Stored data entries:
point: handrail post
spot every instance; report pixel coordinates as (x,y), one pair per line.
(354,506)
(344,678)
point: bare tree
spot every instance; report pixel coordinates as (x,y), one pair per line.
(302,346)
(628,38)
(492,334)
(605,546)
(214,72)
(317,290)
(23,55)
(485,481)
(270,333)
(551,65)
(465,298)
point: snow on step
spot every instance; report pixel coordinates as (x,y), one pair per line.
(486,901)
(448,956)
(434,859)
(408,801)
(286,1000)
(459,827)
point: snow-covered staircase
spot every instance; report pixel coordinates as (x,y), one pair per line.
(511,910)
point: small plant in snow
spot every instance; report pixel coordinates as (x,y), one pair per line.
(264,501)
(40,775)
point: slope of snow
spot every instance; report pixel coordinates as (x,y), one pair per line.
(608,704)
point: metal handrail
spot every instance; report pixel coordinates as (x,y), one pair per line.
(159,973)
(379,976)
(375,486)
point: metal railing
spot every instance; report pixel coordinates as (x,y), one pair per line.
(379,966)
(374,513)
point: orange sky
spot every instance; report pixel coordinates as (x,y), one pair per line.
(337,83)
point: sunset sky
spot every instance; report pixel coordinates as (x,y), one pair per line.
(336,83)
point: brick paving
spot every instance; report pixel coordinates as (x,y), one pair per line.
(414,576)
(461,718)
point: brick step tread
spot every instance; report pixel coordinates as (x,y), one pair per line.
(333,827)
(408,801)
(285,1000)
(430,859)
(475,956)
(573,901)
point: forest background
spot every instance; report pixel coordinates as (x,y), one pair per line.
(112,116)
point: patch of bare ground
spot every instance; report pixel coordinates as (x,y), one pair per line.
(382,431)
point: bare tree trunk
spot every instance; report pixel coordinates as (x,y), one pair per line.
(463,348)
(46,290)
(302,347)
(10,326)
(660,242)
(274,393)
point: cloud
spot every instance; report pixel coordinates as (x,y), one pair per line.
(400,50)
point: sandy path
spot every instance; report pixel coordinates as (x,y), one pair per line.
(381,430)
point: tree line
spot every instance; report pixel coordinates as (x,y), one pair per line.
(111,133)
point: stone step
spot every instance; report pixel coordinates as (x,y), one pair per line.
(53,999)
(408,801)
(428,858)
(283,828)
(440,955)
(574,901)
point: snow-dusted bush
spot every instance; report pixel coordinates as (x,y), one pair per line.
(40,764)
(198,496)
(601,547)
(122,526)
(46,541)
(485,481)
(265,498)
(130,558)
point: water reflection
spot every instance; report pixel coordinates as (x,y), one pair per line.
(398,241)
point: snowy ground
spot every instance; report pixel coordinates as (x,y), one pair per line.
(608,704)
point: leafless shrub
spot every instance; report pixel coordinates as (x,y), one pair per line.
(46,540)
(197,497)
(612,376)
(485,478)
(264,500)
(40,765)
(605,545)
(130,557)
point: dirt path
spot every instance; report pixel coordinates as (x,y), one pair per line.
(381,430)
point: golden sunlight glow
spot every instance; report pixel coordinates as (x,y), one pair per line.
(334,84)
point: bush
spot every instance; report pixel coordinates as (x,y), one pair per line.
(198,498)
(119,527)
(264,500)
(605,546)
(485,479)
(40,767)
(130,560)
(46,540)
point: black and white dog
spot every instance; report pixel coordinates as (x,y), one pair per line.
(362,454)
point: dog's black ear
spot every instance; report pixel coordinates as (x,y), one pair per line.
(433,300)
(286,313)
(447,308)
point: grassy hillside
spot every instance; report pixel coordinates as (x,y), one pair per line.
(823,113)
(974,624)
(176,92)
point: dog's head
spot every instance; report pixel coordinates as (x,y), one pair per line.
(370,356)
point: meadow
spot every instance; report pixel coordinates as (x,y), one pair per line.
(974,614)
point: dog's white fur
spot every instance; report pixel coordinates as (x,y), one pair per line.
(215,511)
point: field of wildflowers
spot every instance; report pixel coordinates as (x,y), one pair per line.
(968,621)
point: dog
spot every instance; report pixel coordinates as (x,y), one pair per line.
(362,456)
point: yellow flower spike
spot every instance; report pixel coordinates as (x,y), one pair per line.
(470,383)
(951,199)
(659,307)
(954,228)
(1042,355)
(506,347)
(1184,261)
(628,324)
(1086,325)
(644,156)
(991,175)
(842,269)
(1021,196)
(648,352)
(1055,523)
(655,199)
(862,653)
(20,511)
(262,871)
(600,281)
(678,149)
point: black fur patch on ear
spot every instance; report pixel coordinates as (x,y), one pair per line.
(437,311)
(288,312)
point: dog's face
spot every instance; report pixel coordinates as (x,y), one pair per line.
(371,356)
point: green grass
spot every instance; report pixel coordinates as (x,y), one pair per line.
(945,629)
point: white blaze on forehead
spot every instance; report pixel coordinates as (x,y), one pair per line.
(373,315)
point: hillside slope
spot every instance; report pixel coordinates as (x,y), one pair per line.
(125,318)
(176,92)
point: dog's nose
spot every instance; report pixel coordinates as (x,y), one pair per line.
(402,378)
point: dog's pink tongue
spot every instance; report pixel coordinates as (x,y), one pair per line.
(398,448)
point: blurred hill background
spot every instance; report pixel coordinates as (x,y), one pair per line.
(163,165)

DIRECTIONS:
Turn all the stored data entries into a numbered list, one line per item, omitting any blank lines.

WRITTEN SOLUTION:
1. point: handrail post
2. spot every instance; report pixel coordinates as (x,y), one pair per line.
3. (354,506)
4. (344,678)
5. point: bare tree
6. spot every instance; report pixel coordinates as (x,y), one pair per line.
7. (302,346)
8. (628,38)
9. (492,334)
10. (605,546)
11. (214,72)
12. (317,290)
13. (23,55)
14. (485,481)
15. (270,333)
16. (551,65)
17. (465,298)
18. point: snow on step
19. spot every instance; report pixel coordinates as (x,y), one pair per line.
20. (486,901)
21. (448,956)
22. (434,859)
23. (408,801)
24. (286,1000)
25. (459,827)
26. point: snow-covered staircase
27. spot every instance; report pixel coordinates as (x,y), one pair per line.
28. (511,910)
29. point: small plant in snow
30. spot every instance; report pixel coordinates as (x,y), one pair per line.
31. (264,501)
32. (40,775)
33. point: slope of snow
34. spot every instance; report pixel coordinates as (x,y), one pair per line.
35. (608,704)
36. point: metal handrail
37. spot every instance; report pixel coordinates as (x,y), one pair per line.
38. (159,973)
39. (379,976)
40. (375,486)
41. point: metal railing
42. spot every instance; report pixel coordinates as (x,y), one pair per line.
43. (379,966)
44. (374,513)
45. point: orange sky
46. spot every instance; report pixel coordinates as (x,y), one pair per line.
47. (337,83)
48. point: sunset sky
49. spot every instance; report pixel coordinates as (x,y), one pair per line.
50. (336,83)
51. point: brick paving
52. spot every instance; report pixel coordinates as (x,y), one pair per line.
53. (414,576)
54. (461,718)
55. point: brick step tread
56. spot every instance; report pixel coordinates as (x,y), one pair per line.
57. (333,827)
58. (408,801)
59. (285,1000)
60. (430,859)
61. (475,956)
62. (573,901)
63. point: forest background
64. spot every instance; report pixel coordinates as (x,y), one pair per line.
65. (112,116)
66. point: patch of bare ground
67. spot every instance; report pixel coordinates as (x,y), one pair per line.
68. (382,431)
69. point: bare tree trunk
70. spot every instance; report pixel coordinates as (x,y), one pair per line.
71. (463,348)
72. (46,290)
73. (302,347)
74. (10,326)
75. (660,242)
76. (274,393)
77. point: cloud
78. spot every instance; report pixel coordinates as (x,y), one pair per line.
79. (400,50)
80. point: sandy path
81. spot every instance; report pixel coordinates as (x,y), one pair per line.
82. (381,430)
83. point: tree line
84. spot every instance; report pixel coordinates as (x,y), one pair per line.
85. (111,133)
86. point: stone step
87. spot every instance; report pixel coordinates as (x,y), one pair per line.
88. (53,999)
89. (408,801)
90. (428,858)
91. (283,828)
92. (440,955)
93. (574,901)
94. point: snow-dusted bush
95. spot every instance; report pixel coordinates as (x,y), one pair per line.
96. (40,764)
97. (198,496)
98. (601,547)
99. (122,526)
100. (46,541)
101. (485,481)
102. (265,498)
103. (130,558)
104. point: water reflection
105. spot every instance; report pixel coordinates as (x,y), one pair per line.
106. (398,241)
107. point: snowy ground
108. spot every instance; report pixel coordinates as (x,y), one pair per line.
109. (608,704)
110. point: leafless shrub
111. spot every instance; report pixel coordinates as (x,y), one pair per line.
112. (46,540)
113. (197,497)
114. (612,376)
115. (485,478)
116. (264,500)
117. (40,765)
118. (605,545)
119. (130,557)
120. point: dirt path
121. spot every instance; report pixel coordinates as (x,y), one pair per line.
122. (381,430)
123. point: golden sunlight glow
124. spot every instance; report pixel coordinates as (x,y), one pair per line.
125. (334,84)
126. point: bush
127. spot every instance; report pixel coordinates as (x,y), one pair per line.
128. (198,498)
129. (119,527)
130. (264,500)
131. (605,546)
132. (485,479)
133. (40,767)
134. (130,560)
135. (46,540)
136. point: black and white dog
137. spot every instance; report pixel coordinates as (x,y), one pair per line.
138. (362,454)
139. point: dog's black ear
140. spot every instance; report pixel coordinates as (x,y), one pair per line.
141. (433,300)
142. (286,313)
143. (447,308)
144. point: grassy hillside
145. spot every instance; report pixel coordinates as (x,y), one pair per line.
146. (823,113)
147. (974,624)
148. (176,92)
149. point: dog's head
150. spot every instance; report pixel coordinates as (x,y), one pair per line.
151. (370,356)
152. point: meadow
153. spot every instance; report pixel coordinates as (x,y), one pair per line.
154. (974,614)
155. point: dog's white fur
156. spot every instance; report pixel coordinates as (x,y), one pair per line.
157. (215,511)
158. point: field of wildflowers
159. spot every instance; report pixel coordinates as (x,y), one pair per line.
160. (968,621)
161. point: dog
162. spot every instance; report pixel coordinates as (x,y), one pair per line.
163. (362,456)
164. point: yellow flower spike
165. spot every instance; report pixel coordinates as (x,y), one pair per line.
166. (470,383)
167. (951,199)
168. (659,307)
169. (954,228)
170. (1042,355)
171. (506,347)
172. (1184,261)
173. (628,324)
174. (1086,325)
175. (644,156)
176. (991,175)
177. (842,269)
178. (1021,196)
179. (648,352)
180. (1055,523)
181. (655,199)
182. (862,653)
183. (20,511)
184. (262,871)
185. (600,281)
186. (678,149)
187. point: black fur patch on ear
188. spot every instance; report pixel coordinates as (x,y), one pair per line.
189. (437,311)
190. (288,312)
191. point: dog's face
192. spot every instance; report pixel coordinates as (x,y), one pair per line.
193. (371,356)
194. point: green grass
195. spot every instance; report pixel coordinates as (x,y), one pair per line.
196. (945,629)
197. point: white blaze on forehead
198. spot every instance; report pixel coordinates as (x,y), one pair per line.
199. (373,315)
200. point: hillside slope
201. spot every instance; report pixel coordinates as (x,y), one pair per line.
202. (125,318)
203. (176,92)
204. point: dog's nose
205. spot every instance; report pixel coordinates as (x,y), one pair per line.
206. (402,378)
207. point: dog's pink tongue
208. spot every instance; report pixel coordinates as (x,y), one pair per line.
209. (398,448)
210. point: blurred hill background
211. spot every instance; report pixel coordinates as (x,y), one pair per line.
212. (163,165)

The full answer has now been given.